INSTRUCTION
Begin at the line below that contains "Would you be able to point at the weathered". Repeat it and all remaining lines of the records exactly.

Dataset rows
------------------------------------------------------------
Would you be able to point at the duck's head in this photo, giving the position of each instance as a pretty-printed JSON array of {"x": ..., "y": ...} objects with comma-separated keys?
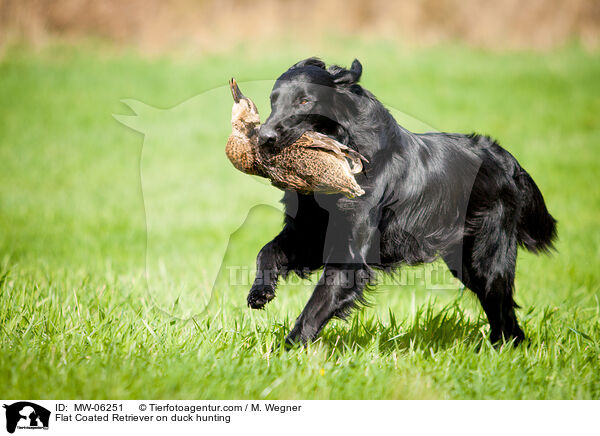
[{"x": 244, "y": 113}]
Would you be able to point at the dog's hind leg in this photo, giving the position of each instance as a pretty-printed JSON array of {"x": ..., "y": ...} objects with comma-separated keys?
[{"x": 488, "y": 269}]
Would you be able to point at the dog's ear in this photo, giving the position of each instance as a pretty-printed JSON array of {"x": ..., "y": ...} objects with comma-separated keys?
[
  {"x": 314, "y": 62},
  {"x": 343, "y": 76}
]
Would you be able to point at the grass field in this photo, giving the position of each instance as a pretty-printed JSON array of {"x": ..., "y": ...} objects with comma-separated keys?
[{"x": 79, "y": 317}]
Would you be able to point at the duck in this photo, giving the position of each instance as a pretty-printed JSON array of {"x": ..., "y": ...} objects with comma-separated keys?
[{"x": 314, "y": 163}]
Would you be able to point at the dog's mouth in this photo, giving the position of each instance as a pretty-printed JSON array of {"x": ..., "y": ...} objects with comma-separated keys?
[{"x": 235, "y": 90}]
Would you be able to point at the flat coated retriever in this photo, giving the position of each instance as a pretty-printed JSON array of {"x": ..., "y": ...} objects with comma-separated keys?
[{"x": 459, "y": 197}]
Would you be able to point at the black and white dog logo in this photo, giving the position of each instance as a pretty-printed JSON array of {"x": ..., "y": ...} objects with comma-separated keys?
[{"x": 26, "y": 415}]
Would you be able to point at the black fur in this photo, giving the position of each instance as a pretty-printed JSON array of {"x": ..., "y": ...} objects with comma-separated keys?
[{"x": 461, "y": 197}]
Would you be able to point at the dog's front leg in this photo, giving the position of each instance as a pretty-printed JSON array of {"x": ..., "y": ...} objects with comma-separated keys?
[
  {"x": 288, "y": 251},
  {"x": 270, "y": 261},
  {"x": 351, "y": 244},
  {"x": 336, "y": 293}
]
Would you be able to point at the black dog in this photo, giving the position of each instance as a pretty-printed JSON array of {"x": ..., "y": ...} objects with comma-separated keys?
[{"x": 461, "y": 197}]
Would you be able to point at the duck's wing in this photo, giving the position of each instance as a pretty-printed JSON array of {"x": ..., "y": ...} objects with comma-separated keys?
[{"x": 325, "y": 143}]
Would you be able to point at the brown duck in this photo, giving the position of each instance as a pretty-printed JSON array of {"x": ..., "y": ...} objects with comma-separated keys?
[{"x": 314, "y": 163}]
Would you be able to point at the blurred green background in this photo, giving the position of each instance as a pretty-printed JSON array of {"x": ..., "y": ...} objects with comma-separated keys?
[{"x": 77, "y": 316}]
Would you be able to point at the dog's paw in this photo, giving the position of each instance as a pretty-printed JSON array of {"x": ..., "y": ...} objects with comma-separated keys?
[{"x": 260, "y": 295}]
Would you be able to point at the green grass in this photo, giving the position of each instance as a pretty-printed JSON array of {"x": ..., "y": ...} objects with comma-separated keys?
[{"x": 79, "y": 317}]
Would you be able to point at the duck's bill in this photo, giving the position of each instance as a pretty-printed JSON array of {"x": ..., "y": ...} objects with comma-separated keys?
[{"x": 235, "y": 91}]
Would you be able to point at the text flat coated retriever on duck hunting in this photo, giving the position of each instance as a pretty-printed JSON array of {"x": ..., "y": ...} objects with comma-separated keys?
[{"x": 461, "y": 197}]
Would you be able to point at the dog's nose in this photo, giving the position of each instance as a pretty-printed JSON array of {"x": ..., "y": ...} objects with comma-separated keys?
[{"x": 267, "y": 136}]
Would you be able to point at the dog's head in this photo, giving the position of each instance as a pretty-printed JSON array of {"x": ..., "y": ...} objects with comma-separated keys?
[{"x": 309, "y": 96}]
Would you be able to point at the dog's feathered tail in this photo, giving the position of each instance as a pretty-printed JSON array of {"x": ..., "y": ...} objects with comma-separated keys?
[{"x": 536, "y": 229}]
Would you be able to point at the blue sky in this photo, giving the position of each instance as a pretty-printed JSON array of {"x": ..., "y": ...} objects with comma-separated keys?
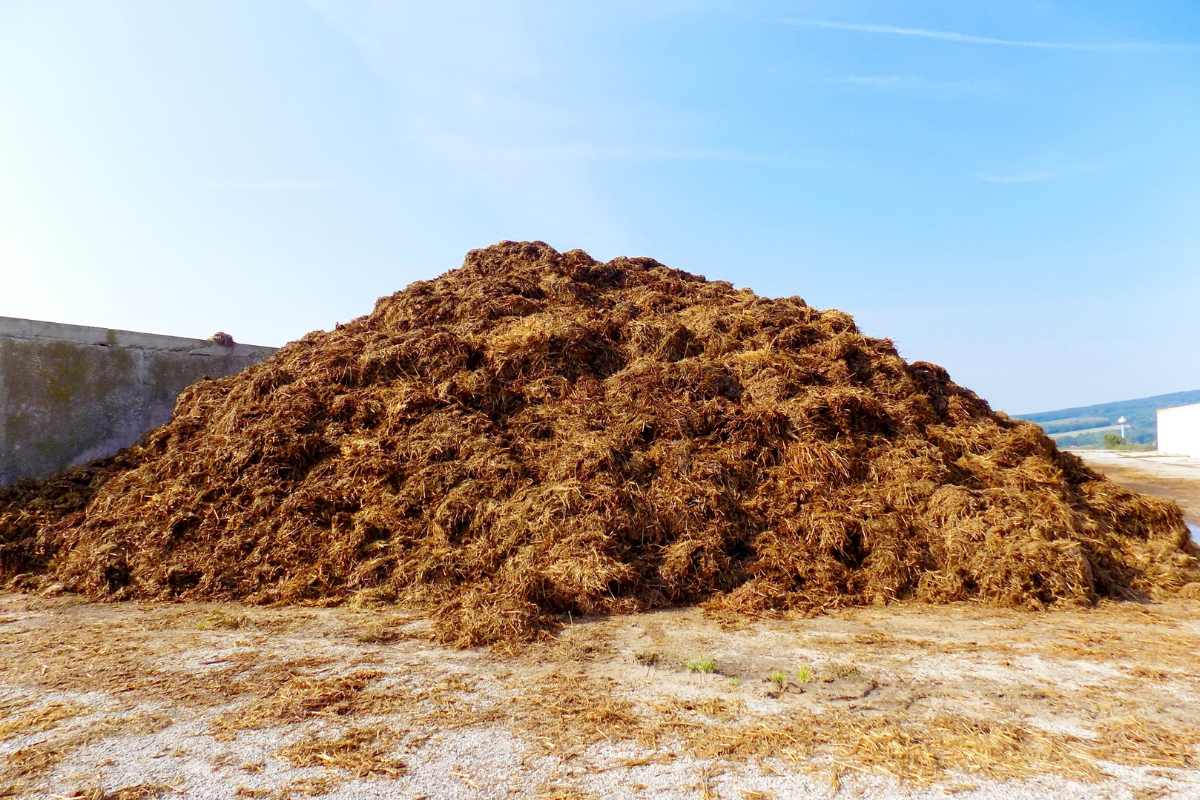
[{"x": 1011, "y": 190}]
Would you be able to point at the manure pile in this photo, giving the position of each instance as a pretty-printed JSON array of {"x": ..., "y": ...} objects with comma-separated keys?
[{"x": 539, "y": 433}]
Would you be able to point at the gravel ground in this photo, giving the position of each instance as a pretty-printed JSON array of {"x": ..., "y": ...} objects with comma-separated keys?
[{"x": 215, "y": 701}]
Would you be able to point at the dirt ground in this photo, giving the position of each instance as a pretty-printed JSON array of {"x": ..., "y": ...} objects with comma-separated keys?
[
  {"x": 219, "y": 701},
  {"x": 1175, "y": 477},
  {"x": 125, "y": 701}
]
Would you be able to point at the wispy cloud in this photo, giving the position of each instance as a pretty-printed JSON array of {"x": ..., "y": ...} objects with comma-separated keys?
[
  {"x": 917, "y": 84},
  {"x": 268, "y": 185},
  {"x": 1042, "y": 175},
  {"x": 966, "y": 38},
  {"x": 1025, "y": 178}
]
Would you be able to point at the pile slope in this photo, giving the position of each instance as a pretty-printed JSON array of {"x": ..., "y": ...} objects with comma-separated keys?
[{"x": 538, "y": 433}]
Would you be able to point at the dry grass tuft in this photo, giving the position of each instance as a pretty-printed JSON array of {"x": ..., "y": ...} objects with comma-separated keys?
[
  {"x": 539, "y": 435},
  {"x": 363, "y": 752}
]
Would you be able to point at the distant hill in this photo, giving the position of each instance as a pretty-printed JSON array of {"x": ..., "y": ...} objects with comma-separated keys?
[{"x": 1087, "y": 425}]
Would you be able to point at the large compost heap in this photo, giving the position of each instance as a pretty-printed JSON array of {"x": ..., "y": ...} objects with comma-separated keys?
[{"x": 538, "y": 433}]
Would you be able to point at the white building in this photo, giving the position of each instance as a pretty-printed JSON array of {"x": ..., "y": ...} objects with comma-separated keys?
[{"x": 1179, "y": 431}]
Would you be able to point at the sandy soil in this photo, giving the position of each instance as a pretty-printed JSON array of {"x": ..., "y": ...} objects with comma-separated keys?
[{"x": 216, "y": 701}]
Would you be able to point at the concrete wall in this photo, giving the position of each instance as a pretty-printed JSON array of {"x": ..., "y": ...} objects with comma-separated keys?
[
  {"x": 1179, "y": 431},
  {"x": 71, "y": 394}
]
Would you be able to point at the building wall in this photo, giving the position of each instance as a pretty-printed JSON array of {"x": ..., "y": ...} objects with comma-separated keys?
[
  {"x": 71, "y": 394},
  {"x": 1179, "y": 431}
]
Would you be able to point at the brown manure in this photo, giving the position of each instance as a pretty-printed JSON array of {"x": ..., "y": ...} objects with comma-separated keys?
[{"x": 538, "y": 433}]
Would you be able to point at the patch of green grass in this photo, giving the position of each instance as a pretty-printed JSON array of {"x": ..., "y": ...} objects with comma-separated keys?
[{"x": 647, "y": 657}]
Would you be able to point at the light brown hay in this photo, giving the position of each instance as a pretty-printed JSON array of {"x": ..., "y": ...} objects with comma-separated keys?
[{"x": 539, "y": 434}]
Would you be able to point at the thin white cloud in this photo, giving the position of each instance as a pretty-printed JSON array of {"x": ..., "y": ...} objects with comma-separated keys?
[
  {"x": 268, "y": 185},
  {"x": 966, "y": 38},
  {"x": 1026, "y": 178}
]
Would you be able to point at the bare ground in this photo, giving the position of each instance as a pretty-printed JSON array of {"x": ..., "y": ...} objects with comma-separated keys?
[
  {"x": 220, "y": 701},
  {"x": 1175, "y": 477},
  {"x": 123, "y": 702}
]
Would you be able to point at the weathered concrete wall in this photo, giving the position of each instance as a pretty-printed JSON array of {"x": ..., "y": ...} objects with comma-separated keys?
[{"x": 71, "y": 394}]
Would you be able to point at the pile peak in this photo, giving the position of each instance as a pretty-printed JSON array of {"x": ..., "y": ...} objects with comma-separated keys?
[{"x": 539, "y": 433}]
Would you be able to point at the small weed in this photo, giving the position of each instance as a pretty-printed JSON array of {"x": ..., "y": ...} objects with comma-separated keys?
[
  {"x": 221, "y": 620},
  {"x": 843, "y": 672}
]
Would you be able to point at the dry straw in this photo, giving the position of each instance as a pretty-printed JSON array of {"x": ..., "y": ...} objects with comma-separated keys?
[{"x": 540, "y": 434}]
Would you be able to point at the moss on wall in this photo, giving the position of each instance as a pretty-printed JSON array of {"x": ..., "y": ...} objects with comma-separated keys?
[{"x": 64, "y": 403}]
------------------------------------------------------------
TASK ANSWER
Would you be able to point at the weathered concrete wall in this photo, giving the position of each instance as a pretty-printed JSON array of {"x": ..., "y": ...} objects with comma-separated keys?
[{"x": 71, "y": 394}]
Would you be able to point at the pile peak in this photo, giving the position of each instance as a pretty-printed JSON array of {"x": ..., "y": ...} objects with comma-separated keys?
[{"x": 539, "y": 433}]
Would you be able to point at the small weed in this photo, giving the position of each instance as a pretty-printed JSON array of {"x": ..., "y": ...} objects with comma-separated keys?
[
  {"x": 221, "y": 620},
  {"x": 843, "y": 672}
]
Would you be able to point at the dry straw in this photo, giving the position of each instance as a pretty-printed JSON array of {"x": ..., "y": ...} objects with comma-separated keys?
[{"x": 540, "y": 434}]
Would you be able to point at the moss on wall in this photo, giving the position of each instance as a pretty-printed JSON array of {"x": ..., "y": ...} objects with comma-separated keys?
[{"x": 64, "y": 403}]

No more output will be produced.